The Guardian (USA)

Sputnik review – smart Soviet-era sci-fi chiller

- Cath Clarke

‘We sent two into space. Three came back.” At first, no one notices the extraterre­strial stowaway when a Soviet rocket lands back on Earth; the creature is tucked out of sight, getting comfy in the oesophagus of one of the two astronauts on board. But it makes itself known at a medical facility, slithering out of the man’s mouth, expanding, before chomping on the brains of a nurse. Russian director Egor

Abramenko makes his feature debut with this mostly gripping movie, a supremely confident 1980s-set sci-fi refrigerat­ed with elements of a Soviet-era thriller and scares straight out of Alien. Its female hero has the mental toughness of Ripley, too.

She is controvers­ial psychiatri­st Tatyana (Oksana Akinshina), who is under investigat­ion for treating a teenage patient with anxiety by holding his head under water. “It worked,” she shrugs. While the authoritie­s investigat­e, Tatyana is called to attend a remote research centre in Kazakhstan where the astronaut (Pyotr Fyodorov) is being held by the army. The poor guy is completely oblivious to the parasitic invader that wakes up at night when

he goes to sleep. His only symptom is a tickly throat. Tatyana’s job is to psychoanal­yse the alien, to understand its predatory urge to kill. She is Clarice

Starling to the alien’s Hannibal Lecter – with less banter.

“You have 90% access to the facility,” says the ferociousl­y icy army officer in charge (Fedor Bondarchuk). What the military is getting up to in the remaining 10% turns out to be horrifying. Scarier than the alien in fact, which is the big letdown of the film, a generic part-reptilian part-arachnid model that drips slime as it scutters and pounces. Which might be the point that Abramenko

is making – that the remorseles­s cruelty of human beings, with all their moral murk and compromise, is more to be feared than the alien. He’s made a smart and satisfying movie, though the crashy-bashy deafening score is so loud you can probably hear it in space.

• Sputnik is out on digital platforms from 14 August.

Saved entries:
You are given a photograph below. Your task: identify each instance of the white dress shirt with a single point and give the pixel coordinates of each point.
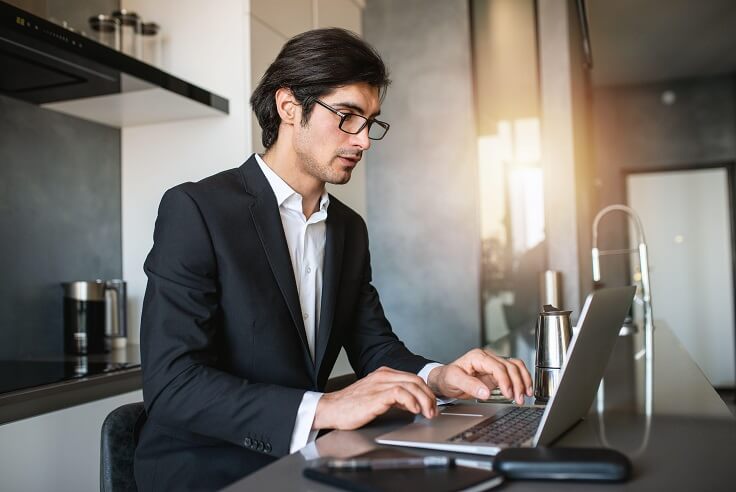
(305, 239)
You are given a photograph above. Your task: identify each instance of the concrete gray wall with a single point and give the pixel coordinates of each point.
(635, 130)
(60, 219)
(569, 193)
(422, 178)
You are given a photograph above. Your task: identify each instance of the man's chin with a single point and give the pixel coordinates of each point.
(341, 177)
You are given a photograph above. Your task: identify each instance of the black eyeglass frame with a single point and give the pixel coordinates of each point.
(368, 121)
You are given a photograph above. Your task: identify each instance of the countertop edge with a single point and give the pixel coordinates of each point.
(31, 402)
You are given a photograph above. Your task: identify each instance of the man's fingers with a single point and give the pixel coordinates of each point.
(516, 380)
(427, 403)
(388, 375)
(400, 396)
(488, 364)
(525, 376)
(470, 385)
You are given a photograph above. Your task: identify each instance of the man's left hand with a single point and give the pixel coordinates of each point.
(477, 373)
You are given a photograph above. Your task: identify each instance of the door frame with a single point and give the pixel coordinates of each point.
(730, 167)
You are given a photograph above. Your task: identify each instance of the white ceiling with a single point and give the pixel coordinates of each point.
(635, 41)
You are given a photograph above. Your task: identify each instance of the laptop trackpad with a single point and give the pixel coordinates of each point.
(448, 423)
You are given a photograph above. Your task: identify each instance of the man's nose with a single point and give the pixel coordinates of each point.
(361, 139)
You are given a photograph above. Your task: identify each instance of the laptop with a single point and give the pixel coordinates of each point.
(488, 428)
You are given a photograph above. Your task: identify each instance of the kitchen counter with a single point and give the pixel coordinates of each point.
(35, 386)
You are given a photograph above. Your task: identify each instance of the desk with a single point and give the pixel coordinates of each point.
(691, 442)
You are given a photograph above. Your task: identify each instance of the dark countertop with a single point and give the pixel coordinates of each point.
(687, 444)
(35, 386)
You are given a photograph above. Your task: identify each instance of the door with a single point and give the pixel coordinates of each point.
(686, 216)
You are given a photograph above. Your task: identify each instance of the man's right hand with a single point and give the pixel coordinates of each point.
(371, 396)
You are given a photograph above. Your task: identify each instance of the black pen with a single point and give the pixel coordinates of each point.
(390, 463)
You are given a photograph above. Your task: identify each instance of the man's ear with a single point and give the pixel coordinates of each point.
(287, 106)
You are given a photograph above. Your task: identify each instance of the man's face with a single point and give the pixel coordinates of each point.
(326, 152)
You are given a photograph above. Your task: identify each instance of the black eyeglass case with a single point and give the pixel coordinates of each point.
(575, 464)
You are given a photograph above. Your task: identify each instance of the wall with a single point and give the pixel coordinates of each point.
(59, 219)
(210, 47)
(59, 208)
(422, 177)
(569, 192)
(635, 130)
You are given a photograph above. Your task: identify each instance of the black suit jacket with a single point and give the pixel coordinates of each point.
(224, 351)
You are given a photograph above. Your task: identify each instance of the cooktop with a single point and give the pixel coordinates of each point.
(23, 374)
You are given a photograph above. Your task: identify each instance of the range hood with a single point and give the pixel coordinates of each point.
(48, 65)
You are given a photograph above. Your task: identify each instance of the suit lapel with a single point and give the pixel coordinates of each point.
(330, 281)
(267, 219)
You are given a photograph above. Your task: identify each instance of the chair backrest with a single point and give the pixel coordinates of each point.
(119, 438)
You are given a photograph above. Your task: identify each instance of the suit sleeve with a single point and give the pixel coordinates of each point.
(370, 342)
(182, 387)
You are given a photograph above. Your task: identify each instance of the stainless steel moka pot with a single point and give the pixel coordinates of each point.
(554, 332)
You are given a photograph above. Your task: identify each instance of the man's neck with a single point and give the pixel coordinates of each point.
(286, 164)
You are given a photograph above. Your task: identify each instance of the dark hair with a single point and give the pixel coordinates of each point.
(311, 65)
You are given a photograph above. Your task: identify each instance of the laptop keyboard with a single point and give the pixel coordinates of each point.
(511, 428)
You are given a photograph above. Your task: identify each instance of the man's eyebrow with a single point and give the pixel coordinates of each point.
(355, 107)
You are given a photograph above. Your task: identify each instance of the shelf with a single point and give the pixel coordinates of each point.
(57, 69)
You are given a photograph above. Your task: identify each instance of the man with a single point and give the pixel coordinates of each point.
(258, 277)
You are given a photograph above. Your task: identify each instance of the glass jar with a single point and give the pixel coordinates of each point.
(130, 27)
(105, 30)
(151, 43)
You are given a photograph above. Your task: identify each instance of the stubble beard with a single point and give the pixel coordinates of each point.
(323, 171)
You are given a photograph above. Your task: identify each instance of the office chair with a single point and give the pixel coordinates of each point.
(119, 438)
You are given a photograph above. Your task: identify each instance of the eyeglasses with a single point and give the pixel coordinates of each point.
(354, 123)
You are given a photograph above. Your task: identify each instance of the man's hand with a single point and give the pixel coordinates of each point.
(478, 372)
(371, 396)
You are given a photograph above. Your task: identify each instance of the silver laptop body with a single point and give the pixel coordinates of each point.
(599, 324)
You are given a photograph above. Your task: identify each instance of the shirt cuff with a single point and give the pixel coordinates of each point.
(424, 374)
(303, 432)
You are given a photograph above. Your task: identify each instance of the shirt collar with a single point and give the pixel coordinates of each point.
(285, 194)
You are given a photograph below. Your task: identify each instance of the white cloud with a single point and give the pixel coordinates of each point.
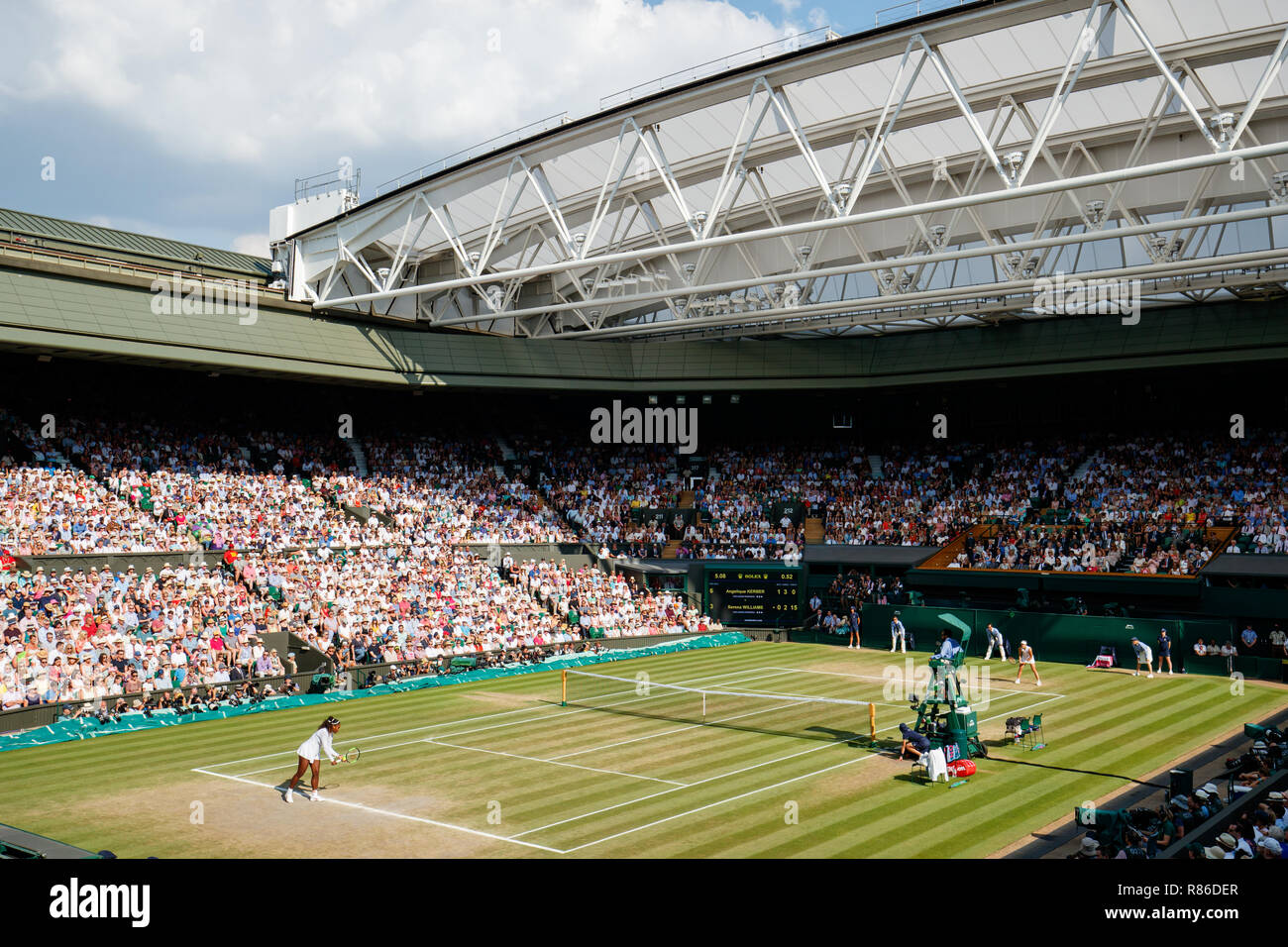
(290, 84)
(253, 244)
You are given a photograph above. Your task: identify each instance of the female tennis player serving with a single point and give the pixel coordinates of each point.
(310, 753)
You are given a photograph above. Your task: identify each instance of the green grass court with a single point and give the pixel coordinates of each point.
(497, 768)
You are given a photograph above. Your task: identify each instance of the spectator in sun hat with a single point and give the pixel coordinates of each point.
(1087, 848)
(1228, 844)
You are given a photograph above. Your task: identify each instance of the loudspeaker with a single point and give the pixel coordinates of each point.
(1183, 783)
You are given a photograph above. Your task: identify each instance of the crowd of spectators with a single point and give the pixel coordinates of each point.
(375, 567)
(1250, 832)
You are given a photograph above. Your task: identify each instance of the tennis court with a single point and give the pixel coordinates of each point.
(752, 749)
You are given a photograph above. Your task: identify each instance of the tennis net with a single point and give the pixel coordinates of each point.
(760, 711)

EXERCISE TASKS.
A: Reproduce the part of the Sputnik review from "is making –" to "from 14 August.".
B: Name every actor the Sputnik review identifies in parentheses.

RESULTS.
A:
is making – that the remorseles­s cruelty of human beings, with all their moral murk and compromise, is more to be feared than the alien. He’s made a smart and satisfying movie, though the crashy-bashy deafening score is so loud you can probably hear it in space.

• Sputnik is out on digital platforms from 14 August.

B: Oksana Akinshina, Pyotr Fyodorov, Fedor Bondarchuk